(WRITTEN EXERCISE): Copy the material below line for line without changing anything, and leave the pictures out of your copy.

* START *

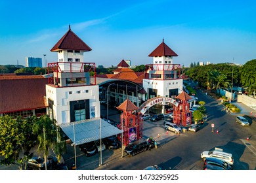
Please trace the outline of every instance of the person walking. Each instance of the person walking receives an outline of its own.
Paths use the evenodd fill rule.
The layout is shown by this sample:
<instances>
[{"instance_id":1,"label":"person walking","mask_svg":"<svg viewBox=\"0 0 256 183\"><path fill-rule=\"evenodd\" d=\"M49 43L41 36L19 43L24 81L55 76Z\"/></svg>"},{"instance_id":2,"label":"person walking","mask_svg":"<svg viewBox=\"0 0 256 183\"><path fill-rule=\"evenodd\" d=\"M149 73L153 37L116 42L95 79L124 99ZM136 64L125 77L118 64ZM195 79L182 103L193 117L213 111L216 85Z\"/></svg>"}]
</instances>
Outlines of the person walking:
<instances>
[{"instance_id":1,"label":"person walking","mask_svg":"<svg viewBox=\"0 0 256 183\"><path fill-rule=\"evenodd\" d=\"M158 142L155 141L155 148L158 148Z\"/></svg>"}]
</instances>

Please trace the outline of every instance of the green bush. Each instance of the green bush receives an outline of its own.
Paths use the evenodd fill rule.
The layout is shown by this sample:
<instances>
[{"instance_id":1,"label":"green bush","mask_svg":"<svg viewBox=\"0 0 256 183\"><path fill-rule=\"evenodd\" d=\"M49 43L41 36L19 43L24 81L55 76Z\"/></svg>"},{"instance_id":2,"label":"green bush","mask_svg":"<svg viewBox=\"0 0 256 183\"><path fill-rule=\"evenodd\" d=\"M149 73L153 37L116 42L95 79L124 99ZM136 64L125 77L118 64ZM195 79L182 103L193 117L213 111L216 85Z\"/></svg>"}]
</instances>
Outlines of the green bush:
<instances>
[{"instance_id":1,"label":"green bush","mask_svg":"<svg viewBox=\"0 0 256 183\"><path fill-rule=\"evenodd\" d=\"M241 112L241 110L240 110L239 108L236 107L236 108L235 108L235 112Z\"/></svg>"}]
</instances>

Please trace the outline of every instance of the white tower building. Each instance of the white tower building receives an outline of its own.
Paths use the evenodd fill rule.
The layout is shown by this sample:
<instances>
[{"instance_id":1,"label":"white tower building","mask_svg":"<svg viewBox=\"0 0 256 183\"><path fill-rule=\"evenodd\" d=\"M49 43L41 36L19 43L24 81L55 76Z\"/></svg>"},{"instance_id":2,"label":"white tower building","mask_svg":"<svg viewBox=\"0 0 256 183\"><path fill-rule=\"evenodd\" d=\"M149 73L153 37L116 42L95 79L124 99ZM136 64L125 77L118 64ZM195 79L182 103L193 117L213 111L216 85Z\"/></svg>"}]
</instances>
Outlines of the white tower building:
<instances>
[{"instance_id":1,"label":"white tower building","mask_svg":"<svg viewBox=\"0 0 256 183\"><path fill-rule=\"evenodd\" d=\"M173 57L178 55L165 44L163 39L148 56L153 57L153 64L146 65L148 75L143 79L143 88L148 93L145 99L155 97L175 98L181 93L183 80L180 76L181 65L173 61ZM164 106L161 112L167 113Z\"/></svg>"},{"instance_id":2,"label":"white tower building","mask_svg":"<svg viewBox=\"0 0 256 183\"><path fill-rule=\"evenodd\" d=\"M83 52L91 50L70 26L51 50L58 53L58 62L48 63L47 112L58 124L100 117L98 86L90 83L95 63L83 59Z\"/></svg>"}]
</instances>

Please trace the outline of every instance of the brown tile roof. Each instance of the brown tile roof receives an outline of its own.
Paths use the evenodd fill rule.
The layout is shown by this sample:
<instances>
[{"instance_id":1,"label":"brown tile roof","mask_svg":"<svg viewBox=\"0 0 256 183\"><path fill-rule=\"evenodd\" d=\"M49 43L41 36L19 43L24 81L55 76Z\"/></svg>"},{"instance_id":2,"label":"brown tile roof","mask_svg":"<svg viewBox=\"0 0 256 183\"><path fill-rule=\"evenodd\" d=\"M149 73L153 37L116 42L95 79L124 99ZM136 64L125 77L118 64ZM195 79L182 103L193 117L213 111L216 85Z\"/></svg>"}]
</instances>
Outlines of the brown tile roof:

* END *

(SOLUTION TO THIS TASK):
Please trace the outline of every instance of the person walking. Each instance of the person walking receives an outline of its own.
Paths use the evenodd fill rule.
The layout is shown by this sample:
<instances>
[{"instance_id":1,"label":"person walking","mask_svg":"<svg viewBox=\"0 0 256 183\"><path fill-rule=\"evenodd\" d=\"M49 43L41 36L19 43L24 81L55 76Z\"/></svg>"},{"instance_id":2,"label":"person walking","mask_svg":"<svg viewBox=\"0 0 256 183\"><path fill-rule=\"evenodd\" d=\"M149 73L153 37L116 42L95 79L124 99ZM136 64L125 77L118 64ZM195 79L182 103L193 117L213 111L216 85Z\"/></svg>"}]
</instances>
Outlines of the person walking:
<instances>
[{"instance_id":1,"label":"person walking","mask_svg":"<svg viewBox=\"0 0 256 183\"><path fill-rule=\"evenodd\" d=\"M158 142L155 141L155 148L158 148Z\"/></svg>"}]
</instances>

Please trace the outline of every instance of the green bush. Each instance of the green bush receives an outline of its own.
Paths use the evenodd fill rule.
The layout is shown by this sample:
<instances>
[{"instance_id":1,"label":"green bush","mask_svg":"<svg viewBox=\"0 0 256 183\"><path fill-rule=\"evenodd\" d=\"M49 43L41 36L19 43L24 81L55 76Z\"/></svg>"},{"instance_id":2,"label":"green bush","mask_svg":"<svg viewBox=\"0 0 256 183\"><path fill-rule=\"evenodd\" d=\"M149 73L153 37L116 42L95 79L124 99ZM136 64L125 77L118 64ZM195 79L182 103L193 117L213 111L216 85Z\"/></svg>"}]
</instances>
Outlines of the green bush:
<instances>
[{"instance_id":1,"label":"green bush","mask_svg":"<svg viewBox=\"0 0 256 183\"><path fill-rule=\"evenodd\" d=\"M241 112L241 110L240 110L239 108L236 107L236 108L235 108L235 112Z\"/></svg>"}]
</instances>

Please trace the outline of every instance of the white tower building. Each instance of the white tower building receives an outline of its own.
Paths use the evenodd fill rule.
The layout is shown by this sample:
<instances>
[{"instance_id":1,"label":"white tower building","mask_svg":"<svg viewBox=\"0 0 256 183\"><path fill-rule=\"evenodd\" d=\"M49 43L41 36L19 43L24 81L55 76Z\"/></svg>"},{"instance_id":2,"label":"white tower building","mask_svg":"<svg viewBox=\"0 0 256 183\"><path fill-rule=\"evenodd\" d=\"M149 73L153 37L116 42L95 79L124 99ZM136 64L125 77L118 64ZM195 79L182 103L193 117L213 111L216 85Z\"/></svg>"}]
</instances>
Outlines of the white tower building:
<instances>
[{"instance_id":1,"label":"white tower building","mask_svg":"<svg viewBox=\"0 0 256 183\"><path fill-rule=\"evenodd\" d=\"M173 57L178 55L165 44L163 39L148 56L153 57L153 64L146 65L148 75L143 79L143 88L148 93L145 99L155 97L175 98L181 93L183 80L180 76L181 65L173 61ZM164 106L161 112L167 113Z\"/></svg>"},{"instance_id":2,"label":"white tower building","mask_svg":"<svg viewBox=\"0 0 256 183\"><path fill-rule=\"evenodd\" d=\"M83 52L91 50L70 26L51 50L58 53L58 62L48 63L47 112L58 124L100 117L98 86L90 83L95 63L83 59Z\"/></svg>"}]
</instances>

Please trace the outline of every instance of the brown tile roof. Each instance of the brown tile roof receives an outline of its own.
Paths use the evenodd fill rule.
The layout is shown by this sample:
<instances>
[{"instance_id":1,"label":"brown tile roof","mask_svg":"<svg viewBox=\"0 0 256 183\"><path fill-rule=\"evenodd\" d=\"M49 43L41 36L19 43L24 81L55 76Z\"/></svg>"},{"instance_id":2,"label":"brown tile roof","mask_svg":"<svg viewBox=\"0 0 256 183\"><path fill-rule=\"evenodd\" d=\"M149 73L153 37L116 42L95 79L124 99ZM136 64L125 77L118 64ZM195 79L182 103L193 117L213 111L216 85Z\"/></svg>"}]
</instances>
Outlines of the brown tile roof:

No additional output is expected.